Problem details: Search the records below for the string "queried", and report each line that contains it.

Information supplied:
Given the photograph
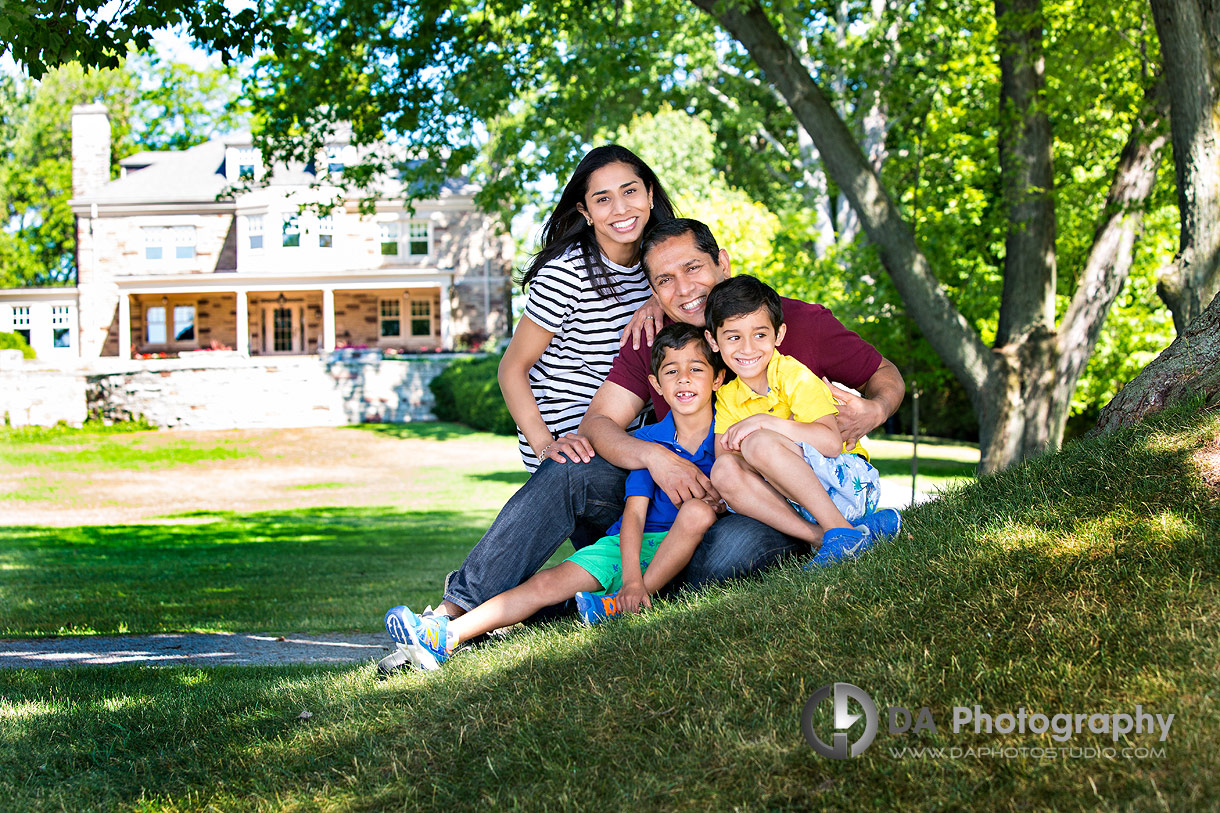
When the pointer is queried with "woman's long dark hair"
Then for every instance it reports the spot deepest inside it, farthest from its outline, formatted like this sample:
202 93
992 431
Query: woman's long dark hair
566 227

...

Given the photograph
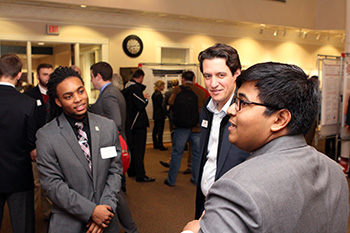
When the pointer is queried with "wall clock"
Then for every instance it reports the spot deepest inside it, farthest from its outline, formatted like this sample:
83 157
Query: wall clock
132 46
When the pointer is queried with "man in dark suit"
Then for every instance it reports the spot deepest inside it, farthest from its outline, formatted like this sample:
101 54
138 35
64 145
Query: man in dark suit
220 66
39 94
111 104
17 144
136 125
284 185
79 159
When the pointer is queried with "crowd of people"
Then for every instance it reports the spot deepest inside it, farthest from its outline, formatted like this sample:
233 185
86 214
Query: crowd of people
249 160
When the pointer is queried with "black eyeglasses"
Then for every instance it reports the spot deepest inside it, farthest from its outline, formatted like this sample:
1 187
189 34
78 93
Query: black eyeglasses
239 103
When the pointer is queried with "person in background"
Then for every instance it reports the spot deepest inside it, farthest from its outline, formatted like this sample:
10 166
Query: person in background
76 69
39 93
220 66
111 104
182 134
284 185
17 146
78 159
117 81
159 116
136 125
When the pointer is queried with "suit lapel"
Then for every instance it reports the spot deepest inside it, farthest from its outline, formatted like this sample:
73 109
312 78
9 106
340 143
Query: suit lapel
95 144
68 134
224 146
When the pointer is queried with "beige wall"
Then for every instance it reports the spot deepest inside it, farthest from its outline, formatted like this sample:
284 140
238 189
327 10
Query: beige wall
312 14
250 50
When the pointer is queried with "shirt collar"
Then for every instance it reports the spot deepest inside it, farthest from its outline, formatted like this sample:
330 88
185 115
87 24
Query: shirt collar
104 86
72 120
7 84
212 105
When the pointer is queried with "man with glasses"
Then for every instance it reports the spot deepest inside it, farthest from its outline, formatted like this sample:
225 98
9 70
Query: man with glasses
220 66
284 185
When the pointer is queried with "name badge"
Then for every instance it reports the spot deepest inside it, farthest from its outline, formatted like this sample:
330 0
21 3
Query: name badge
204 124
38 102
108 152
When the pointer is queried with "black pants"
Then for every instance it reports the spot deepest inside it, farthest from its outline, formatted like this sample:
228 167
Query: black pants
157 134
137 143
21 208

Written solution:
When the pointer is queried with "woman's long dark hair"
When the pointer is queried with "wall clock"
When the pointer is queried with "man in dark suit"
When the pointer is queried with "crowd of people"
When the pointer is queried with "black eyeglasses"
When the pointer is queried with "person in background"
When the pointer is queried with "suit lapel"
When the pointer is queried with "beige wall"
When the pointer is queried with "shirt collar"
When the pointer is queried with "man with glasses"
When the pointer is queried with "name badge"
When the pointer is queried with "black pants"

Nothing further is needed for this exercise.